Textaufgabe 1
Prüfe anhand des Forenthreads zum Teamspeak-Server, ob die Aussagen (a), (b) und (c) zutreffen. Antworte jeweils mit Ja oder Nein und zitiere die entscheidende Textstelle wörtlich.
(a) Der Verfasser und sein Bruder nutzen denselben Router.
(b) Der Verfasser hat an den Einstellungen etwas verändert.
(c) Laut no-ip.org ist der Server offline.
Textaufgabe 2
Führe den Forenthread zum Teamspeak-Server weiter, beginnend nach der letzten angezeigten Zeile.

Textauszug
# [Teamspeak 3] Kann plötzlich nicht mehr auf eigenem Server joinen?!



## Elentro (9. Dezember 2013)

*[Teamspeak 3] Kann plötzlich nicht mehr auf eigenem Server joinen?!*

Hallo,

und zwar habe ich gestern einen ganzen Tag (!) alles für meinen neuen Clan eingerichtet: Homepage, Logo, Banner, Teamspeak 3 Server...Und gestern konnte ich noch auf dem Server joinen, mein Bruder auch. Doch jetzt komme ich von der Schule nach Hause und plötzlich funktioniert es nicht mehr (auch beim PC meines Bruders nicht). Ich habe absolut nichts an den Einstellungen etc. verändert. Pings empfange ich per Eingabeaufforderung noch, doch wenn ich joinen will dauert es ca. 10 seks. bis dann dasteht: "Verbindung um Server fehlgeschlagen".

-Mein Bruder und ich verwenden denselben Router (per Wlan)
-Gestern konnte er (und ich) noch joinen (auch mehrmals).
-Auf andere Server komme ich problemlos.
-Der Server wird von no-ip.org gehostet.

Wäre nett, wenn ihr einfach mal probiert zu connecten (dann kann ich feststellen, ob es am Router liegt): ntrogaming.servegame.com

Wisst ihr, woran das liegen könnte? Es scheint so, als wäre der Server down, doch wie kann ich ihn wieder neustarten?

Gruß


----------



## Elentro (9. Dezember 2013)

*AW: [Teamspeak 3] Kann plötzlich nicht mehr auf eigenem Server joinen?!*

Niemand hat ne Idee?


----------



## MezZo_Mix (9. Dezember 2013)

*AW: [Teamspeak 3] Kann plötzlich nicht mehr auf eigenem Server joinen?!*

Der Server ist eher Down. Ich komm da Selber nicht drauf. Musst du mal den Hoster anschreiben


----------



## Elentro (9. Dezember 2013)

*AW: [Teamspeak 3] Kann plötzlich nicht mehr auf eigenem Server joinen?!*

Wie kann ich den Server wieder neu starten? Der Hoster ist no-ip.org, dort steht, dass der Server online ist :o


----------



## MezZo_Mix (9. Dezember 2013)

Datenzeilen
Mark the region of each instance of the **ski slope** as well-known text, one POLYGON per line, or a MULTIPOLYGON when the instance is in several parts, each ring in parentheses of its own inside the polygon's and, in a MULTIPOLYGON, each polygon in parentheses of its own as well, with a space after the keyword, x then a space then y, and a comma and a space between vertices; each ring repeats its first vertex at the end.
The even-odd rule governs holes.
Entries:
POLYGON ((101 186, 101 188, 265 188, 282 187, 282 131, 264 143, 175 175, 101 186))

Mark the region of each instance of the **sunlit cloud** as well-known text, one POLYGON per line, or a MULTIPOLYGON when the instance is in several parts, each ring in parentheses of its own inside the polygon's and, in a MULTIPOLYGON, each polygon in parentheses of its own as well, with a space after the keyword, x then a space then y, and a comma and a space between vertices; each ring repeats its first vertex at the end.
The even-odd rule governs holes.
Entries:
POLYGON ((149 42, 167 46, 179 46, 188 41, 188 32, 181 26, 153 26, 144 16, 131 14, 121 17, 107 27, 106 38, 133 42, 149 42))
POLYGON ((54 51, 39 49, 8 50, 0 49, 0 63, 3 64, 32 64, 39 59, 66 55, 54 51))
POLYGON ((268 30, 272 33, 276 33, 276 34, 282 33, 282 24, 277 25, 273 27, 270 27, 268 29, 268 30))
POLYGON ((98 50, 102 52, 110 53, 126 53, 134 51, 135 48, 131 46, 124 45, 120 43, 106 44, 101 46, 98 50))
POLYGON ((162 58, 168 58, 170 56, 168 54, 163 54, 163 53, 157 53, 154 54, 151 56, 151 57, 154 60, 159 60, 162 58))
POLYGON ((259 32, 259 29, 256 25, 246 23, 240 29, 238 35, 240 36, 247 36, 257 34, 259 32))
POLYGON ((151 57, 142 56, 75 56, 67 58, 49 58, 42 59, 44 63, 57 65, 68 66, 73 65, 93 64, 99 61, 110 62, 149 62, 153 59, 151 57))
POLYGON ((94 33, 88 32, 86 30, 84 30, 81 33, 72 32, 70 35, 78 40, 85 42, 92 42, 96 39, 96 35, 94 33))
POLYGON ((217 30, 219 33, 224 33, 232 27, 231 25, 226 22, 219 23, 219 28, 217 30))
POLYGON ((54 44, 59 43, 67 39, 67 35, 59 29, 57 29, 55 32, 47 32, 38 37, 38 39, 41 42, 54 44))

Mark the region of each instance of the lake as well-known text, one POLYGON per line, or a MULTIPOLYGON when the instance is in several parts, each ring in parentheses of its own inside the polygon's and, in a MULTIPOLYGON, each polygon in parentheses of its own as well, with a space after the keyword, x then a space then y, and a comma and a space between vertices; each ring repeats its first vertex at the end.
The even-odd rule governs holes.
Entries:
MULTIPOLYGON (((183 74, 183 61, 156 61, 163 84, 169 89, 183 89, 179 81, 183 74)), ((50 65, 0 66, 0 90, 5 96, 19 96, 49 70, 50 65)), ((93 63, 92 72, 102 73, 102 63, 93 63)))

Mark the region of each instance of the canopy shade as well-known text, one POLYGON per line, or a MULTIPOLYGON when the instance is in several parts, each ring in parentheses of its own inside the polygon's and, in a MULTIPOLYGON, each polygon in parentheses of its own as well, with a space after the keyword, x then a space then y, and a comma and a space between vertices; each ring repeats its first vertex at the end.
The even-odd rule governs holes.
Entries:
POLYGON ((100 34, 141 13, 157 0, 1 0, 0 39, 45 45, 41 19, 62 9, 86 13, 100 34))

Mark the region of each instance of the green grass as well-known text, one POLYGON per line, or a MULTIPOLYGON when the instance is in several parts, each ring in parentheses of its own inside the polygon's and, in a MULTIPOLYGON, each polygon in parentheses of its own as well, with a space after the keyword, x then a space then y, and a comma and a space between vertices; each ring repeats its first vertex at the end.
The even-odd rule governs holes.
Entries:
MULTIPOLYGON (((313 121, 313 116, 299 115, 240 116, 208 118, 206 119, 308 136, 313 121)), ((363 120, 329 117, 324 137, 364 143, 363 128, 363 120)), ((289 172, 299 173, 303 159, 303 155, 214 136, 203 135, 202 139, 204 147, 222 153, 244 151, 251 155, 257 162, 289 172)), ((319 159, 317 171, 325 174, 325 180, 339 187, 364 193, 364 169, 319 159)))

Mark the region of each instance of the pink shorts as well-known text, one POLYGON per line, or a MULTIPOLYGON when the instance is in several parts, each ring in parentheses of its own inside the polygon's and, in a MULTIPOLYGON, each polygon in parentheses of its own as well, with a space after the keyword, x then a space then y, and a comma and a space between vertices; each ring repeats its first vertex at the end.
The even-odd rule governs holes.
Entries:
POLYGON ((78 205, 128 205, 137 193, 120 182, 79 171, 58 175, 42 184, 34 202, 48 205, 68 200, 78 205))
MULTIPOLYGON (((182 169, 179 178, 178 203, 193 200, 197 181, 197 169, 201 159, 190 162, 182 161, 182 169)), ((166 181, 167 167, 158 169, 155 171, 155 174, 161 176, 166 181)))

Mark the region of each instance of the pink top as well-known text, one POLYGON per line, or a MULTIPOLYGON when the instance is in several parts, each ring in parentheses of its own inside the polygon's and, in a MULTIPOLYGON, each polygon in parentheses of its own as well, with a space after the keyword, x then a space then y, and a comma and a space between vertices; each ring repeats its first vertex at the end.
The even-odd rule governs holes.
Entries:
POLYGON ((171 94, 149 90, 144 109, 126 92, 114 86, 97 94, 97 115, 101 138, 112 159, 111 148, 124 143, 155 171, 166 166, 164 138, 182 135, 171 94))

Antwort 1
(a) Ja: „Mein Bruder und ich verwenden denselben Router (per Wlan)“
(b) Nein: „Ich habe absolut nichts an den Einstellungen etc. verändert.“
(c) Nein: „dort steht, dass der Server online ist“

Antwort 2
*AW: [Teamspeak 3] Kann plötzlich nicht mehr auf eigenem Server joinen?!*

Hast du keine Login daten oder so bekommen von denen? Womit du dich dann ins Interface einloggen kannst?


----------



## Elentro (9. Dezember 2013)

*AW: [Teamspeak 3] Kann plötzlich nicht mehr auf eigenem Server joinen?!*

Doch, hier das Interface:




			Dieser Inhalt steht nur eingeloggten Mitgliedern zur Verfügung.
        



Viel mehr gibts dort nicht zu sehen...


----------



## MezZo_Mix (9. Dezember 2013)

*AW: [Teamspeak 3] Kann plötzlich nicht mehr auf eigenem Server joinen?!*

Dann schreib mal den Support an in der Regel sollten die schnell antworten


----------



## Elentro (9. Dezember 2013)

*AW: [Teamspeak 3] Kann plötzlich nicht mehr auf eigenem Server joinen?!*

Ok, ich warte gerade auf eine Antwort 

Was gibt es eigentlich für gute Hoster? Kannst du mir irgendeinen empfehlen? Ich bin bei no-ip wegen einem Tutorial...


----------



## Elentro (9. Dezember 2013)

*AW: [Teamspeak 3] Kann plötzlich nicht mehr auf eigenem Server joinen?!*

Moment mal: Es kann ja gar nicht am Hoster liegen, oder? 127.0.0.1 (localhost) funkt ja auch nicht...


----------



## MaxRink (9. Dezember 2013)

War no-ip nicht ein dyndns Anbieter?


----------



## Elentro (9. Dezember 2013)

*AW: [Teamspeak 3] Kann plötzlich nicht mehr auf eigenem Server joinen?!*

Sorry, aber was bedeutet "dynds"? Ich bin neu im Thema Teamspeak/Server


----------



## MaxRink (9. Dezember 2013)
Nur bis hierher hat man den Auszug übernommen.